*Excerto selecionado*:
────
O que se faz quando o partido político que se idolatra desde a infância ultrapassa uma linha vermelha e não se pode segui-lo?
O ex-congressista norte-americano Adam Kinzinger explica a sua escolha em "The Last Republican" ["O Último Republicano", em tradução literal], um novo documentário que traça a jornada do legislador do estado de Illinois, de herói de guerra e adorado pelo partido a 'Never Trumper' [Trump nunca] e pária do Capitólio.
O filme, que estreou no Festival de Cinema de Toronto, é realizado por Steve Pink, o mesmo de “Hot Tub Time Machine” ("Jacuzzi - O Desastre do Tempo" em Portugal), de 2010, que é o filme favorito de Kinzinger. Que também é um esquerdista assumido.
"Aqui estava um tipo do meu estado natal, a cujas opiniões políticas me opus profundamente, mas que sacrificou a sua carreira, amigos e até mesmo membros da família por causa da sua decisão de denunciar Donald Trump", disse Pink à France-Press (AFP) em entrevista por e-mail.
"Queria contar uma história sobre um tipo bastante normal em circunstâncias extraordinárias", explicou.
Para Kinzinger, a linha vermelha surgiu a 6 de janeiro de 2021 – o dia em que os apoiantes de Trump invadiram a sede do Congresso numa demonstração mortal de desafio ao que consideraram uma eleição presidencial roubada ao seu candidato por Joe Biden.
Após importantes figuras republicanas terem condenado as ações de Trump logo a seguir, a maré mudou.
Kinzinger diz que não conseguia perceber como os seus colegas se alinharam tão rapidamente.
“Naquele momento, senti-me muito isolado”, diz no filme.
────
*Conjunto de itens*:
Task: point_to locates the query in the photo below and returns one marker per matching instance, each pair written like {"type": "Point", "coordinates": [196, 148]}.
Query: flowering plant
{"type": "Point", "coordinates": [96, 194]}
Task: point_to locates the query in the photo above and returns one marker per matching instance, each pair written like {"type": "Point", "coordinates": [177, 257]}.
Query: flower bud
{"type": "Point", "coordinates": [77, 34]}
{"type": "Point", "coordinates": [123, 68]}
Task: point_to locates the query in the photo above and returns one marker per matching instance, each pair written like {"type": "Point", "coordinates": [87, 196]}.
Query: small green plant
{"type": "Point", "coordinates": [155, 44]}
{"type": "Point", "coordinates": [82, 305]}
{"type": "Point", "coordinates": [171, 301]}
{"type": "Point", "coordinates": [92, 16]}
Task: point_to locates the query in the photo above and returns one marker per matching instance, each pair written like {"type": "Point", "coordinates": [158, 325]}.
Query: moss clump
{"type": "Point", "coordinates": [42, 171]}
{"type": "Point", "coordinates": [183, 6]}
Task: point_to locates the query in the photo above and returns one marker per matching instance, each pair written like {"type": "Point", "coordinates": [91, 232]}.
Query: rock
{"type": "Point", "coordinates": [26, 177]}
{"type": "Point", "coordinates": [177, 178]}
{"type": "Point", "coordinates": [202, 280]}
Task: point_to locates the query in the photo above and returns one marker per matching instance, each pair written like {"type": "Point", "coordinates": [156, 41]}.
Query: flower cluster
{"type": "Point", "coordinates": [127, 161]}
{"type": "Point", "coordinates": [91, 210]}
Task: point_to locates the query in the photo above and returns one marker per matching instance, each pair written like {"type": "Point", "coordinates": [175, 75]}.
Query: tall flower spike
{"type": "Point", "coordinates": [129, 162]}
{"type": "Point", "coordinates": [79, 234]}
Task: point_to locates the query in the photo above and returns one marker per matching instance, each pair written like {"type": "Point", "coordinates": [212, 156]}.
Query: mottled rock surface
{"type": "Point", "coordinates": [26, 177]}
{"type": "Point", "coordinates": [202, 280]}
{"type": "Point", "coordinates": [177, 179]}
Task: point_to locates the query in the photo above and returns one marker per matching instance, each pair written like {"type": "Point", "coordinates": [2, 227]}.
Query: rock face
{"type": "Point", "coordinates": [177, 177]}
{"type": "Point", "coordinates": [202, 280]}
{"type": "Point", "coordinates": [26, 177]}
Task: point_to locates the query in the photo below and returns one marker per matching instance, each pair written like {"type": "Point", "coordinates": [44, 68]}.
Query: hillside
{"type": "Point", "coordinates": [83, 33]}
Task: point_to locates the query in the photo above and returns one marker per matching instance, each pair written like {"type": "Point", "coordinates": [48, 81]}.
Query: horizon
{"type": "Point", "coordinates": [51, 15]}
────
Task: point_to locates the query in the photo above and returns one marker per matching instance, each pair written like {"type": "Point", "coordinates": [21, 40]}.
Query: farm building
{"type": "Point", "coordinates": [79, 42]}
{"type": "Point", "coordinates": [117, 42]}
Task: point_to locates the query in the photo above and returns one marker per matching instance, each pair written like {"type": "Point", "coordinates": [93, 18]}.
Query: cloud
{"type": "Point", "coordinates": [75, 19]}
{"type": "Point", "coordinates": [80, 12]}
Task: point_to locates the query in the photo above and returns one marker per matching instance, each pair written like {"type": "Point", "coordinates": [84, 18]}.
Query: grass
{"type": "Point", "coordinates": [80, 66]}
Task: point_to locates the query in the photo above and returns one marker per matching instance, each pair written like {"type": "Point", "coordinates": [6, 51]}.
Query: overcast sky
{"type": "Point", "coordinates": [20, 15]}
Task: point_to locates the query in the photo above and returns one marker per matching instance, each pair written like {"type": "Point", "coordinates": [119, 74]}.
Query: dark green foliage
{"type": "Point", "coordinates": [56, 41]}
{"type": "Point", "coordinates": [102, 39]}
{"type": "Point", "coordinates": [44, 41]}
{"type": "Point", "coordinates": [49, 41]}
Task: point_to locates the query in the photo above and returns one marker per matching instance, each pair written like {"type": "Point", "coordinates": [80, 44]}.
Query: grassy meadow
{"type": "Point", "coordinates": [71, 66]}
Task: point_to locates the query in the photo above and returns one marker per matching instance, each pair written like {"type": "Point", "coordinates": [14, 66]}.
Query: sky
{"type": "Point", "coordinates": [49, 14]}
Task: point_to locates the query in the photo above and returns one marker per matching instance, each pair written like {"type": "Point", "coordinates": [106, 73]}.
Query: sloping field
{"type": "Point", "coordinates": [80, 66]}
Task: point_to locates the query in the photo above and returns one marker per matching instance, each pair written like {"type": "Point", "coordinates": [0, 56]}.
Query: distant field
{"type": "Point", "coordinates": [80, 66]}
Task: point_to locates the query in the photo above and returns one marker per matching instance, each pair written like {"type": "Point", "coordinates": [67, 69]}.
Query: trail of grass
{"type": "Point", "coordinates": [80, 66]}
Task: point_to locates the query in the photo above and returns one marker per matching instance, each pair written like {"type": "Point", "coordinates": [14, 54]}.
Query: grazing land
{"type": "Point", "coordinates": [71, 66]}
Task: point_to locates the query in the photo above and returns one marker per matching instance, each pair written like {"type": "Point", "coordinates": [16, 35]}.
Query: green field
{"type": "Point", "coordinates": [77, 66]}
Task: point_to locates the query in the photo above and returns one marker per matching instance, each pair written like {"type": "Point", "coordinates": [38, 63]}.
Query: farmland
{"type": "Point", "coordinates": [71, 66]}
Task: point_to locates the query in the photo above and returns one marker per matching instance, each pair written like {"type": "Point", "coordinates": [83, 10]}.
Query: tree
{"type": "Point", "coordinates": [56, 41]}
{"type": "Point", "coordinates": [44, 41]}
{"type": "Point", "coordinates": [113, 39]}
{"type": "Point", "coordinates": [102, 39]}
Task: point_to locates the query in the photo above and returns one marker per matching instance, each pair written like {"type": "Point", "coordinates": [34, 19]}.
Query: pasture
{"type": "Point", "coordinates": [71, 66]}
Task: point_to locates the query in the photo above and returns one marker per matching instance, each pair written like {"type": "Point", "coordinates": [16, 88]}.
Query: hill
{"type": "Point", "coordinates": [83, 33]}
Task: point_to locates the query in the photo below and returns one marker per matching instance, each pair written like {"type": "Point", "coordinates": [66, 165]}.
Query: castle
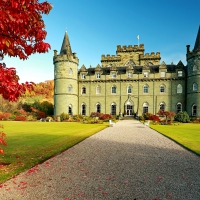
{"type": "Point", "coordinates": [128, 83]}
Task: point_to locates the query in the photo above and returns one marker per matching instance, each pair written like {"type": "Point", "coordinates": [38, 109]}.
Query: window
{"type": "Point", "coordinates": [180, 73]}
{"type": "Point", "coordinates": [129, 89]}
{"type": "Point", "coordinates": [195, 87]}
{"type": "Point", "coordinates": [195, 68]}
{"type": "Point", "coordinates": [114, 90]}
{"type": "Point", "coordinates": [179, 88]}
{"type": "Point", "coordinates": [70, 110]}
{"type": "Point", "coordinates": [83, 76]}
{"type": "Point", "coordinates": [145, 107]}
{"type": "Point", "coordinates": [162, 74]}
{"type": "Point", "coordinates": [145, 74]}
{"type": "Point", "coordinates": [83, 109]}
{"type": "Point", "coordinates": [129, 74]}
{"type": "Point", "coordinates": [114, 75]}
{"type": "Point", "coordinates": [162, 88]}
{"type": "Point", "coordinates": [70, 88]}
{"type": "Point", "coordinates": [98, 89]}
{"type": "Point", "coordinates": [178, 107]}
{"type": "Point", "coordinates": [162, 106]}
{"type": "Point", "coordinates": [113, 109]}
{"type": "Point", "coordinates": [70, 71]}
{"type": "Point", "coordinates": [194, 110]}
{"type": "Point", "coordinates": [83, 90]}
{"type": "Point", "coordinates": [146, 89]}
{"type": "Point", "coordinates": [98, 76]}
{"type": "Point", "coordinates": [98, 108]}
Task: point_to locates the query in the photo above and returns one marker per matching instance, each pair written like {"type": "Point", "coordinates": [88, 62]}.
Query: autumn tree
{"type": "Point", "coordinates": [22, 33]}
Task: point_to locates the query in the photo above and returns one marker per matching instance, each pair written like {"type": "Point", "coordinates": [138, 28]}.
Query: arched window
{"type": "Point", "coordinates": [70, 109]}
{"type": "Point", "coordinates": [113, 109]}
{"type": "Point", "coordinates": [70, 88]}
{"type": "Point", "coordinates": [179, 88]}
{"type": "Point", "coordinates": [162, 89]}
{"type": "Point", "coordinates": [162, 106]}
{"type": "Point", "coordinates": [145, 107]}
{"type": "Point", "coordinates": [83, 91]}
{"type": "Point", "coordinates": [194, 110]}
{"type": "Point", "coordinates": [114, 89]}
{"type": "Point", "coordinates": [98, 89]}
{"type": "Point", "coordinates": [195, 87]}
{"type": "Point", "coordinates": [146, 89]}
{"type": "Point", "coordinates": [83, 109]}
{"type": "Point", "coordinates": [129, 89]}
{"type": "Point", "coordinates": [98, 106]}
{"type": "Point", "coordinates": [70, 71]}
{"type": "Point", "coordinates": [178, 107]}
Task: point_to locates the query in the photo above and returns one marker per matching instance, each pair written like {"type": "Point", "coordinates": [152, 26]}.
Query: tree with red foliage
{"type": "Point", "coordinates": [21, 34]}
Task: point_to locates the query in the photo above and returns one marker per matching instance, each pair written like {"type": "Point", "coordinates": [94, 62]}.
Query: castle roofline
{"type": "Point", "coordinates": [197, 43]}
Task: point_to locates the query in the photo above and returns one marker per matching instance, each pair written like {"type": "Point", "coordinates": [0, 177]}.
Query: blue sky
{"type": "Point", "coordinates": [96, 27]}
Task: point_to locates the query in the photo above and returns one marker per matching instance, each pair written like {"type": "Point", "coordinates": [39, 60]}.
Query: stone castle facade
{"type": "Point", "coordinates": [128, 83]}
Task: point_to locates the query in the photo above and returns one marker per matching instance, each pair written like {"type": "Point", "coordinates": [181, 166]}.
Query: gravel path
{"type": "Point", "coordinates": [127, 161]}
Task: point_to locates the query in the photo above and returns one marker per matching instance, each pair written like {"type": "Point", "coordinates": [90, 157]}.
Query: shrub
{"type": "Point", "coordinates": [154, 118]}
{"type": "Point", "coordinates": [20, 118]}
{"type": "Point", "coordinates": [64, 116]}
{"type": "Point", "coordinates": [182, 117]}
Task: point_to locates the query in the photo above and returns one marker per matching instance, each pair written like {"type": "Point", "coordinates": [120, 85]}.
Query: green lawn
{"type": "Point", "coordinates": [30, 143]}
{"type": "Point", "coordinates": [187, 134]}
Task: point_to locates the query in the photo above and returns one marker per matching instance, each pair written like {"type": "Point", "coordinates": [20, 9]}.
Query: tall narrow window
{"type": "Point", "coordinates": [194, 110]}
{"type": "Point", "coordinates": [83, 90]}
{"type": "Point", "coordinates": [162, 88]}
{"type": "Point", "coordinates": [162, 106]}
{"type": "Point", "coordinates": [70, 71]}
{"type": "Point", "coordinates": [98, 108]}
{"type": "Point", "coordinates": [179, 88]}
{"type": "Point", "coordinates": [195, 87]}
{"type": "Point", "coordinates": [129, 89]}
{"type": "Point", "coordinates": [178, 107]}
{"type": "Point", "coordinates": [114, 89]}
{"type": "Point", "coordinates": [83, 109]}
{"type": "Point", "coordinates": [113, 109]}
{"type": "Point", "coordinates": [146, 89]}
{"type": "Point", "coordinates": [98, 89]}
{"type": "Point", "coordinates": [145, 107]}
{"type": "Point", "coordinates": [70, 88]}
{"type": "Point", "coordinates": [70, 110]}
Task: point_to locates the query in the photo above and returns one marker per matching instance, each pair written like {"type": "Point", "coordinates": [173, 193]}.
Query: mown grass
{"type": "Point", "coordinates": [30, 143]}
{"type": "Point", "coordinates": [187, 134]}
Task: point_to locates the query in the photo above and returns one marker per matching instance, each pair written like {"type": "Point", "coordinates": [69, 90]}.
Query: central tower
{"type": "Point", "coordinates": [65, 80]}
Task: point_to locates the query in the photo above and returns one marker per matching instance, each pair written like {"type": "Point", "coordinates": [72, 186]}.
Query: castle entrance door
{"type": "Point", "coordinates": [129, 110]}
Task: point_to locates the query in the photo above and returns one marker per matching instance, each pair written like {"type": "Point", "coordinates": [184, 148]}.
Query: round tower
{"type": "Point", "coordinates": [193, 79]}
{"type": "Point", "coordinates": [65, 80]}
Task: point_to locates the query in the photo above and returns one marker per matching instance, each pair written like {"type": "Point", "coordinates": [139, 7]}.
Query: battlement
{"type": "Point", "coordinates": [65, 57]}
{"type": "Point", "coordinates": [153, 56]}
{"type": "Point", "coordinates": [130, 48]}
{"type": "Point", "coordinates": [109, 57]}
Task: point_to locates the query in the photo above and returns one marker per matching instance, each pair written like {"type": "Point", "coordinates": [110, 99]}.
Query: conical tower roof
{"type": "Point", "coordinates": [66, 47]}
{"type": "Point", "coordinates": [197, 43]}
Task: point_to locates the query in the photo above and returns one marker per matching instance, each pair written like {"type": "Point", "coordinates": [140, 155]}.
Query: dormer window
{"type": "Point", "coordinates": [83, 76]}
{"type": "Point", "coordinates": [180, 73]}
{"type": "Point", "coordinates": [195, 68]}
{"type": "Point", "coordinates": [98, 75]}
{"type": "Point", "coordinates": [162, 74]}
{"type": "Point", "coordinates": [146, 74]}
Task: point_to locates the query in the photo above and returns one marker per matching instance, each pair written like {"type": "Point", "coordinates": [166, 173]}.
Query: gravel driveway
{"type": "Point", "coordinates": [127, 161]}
────
*O que se pede*: Transcreva do excerto selecionado o trecho que começa em "O que se faz" e prossegue até "pária do Capitólio.", inclusive.

*Tarefa concluída*:
O que se faz quando o partido político que se idolatra desde a infância ultrapassa uma linha vermelha e não se pode segui-lo?
O ex-congressista norte-americano Adam Kinzinger explica a sua escolha em "The Last Republican" ["O Último Republicano", em tradução literal], um novo documentário que traça a jornada do legislador do estado de Illinois, de herói de guerra e adorado pelo partido a 'Never Trumper' [Trump nunca] e pária do Capitólio.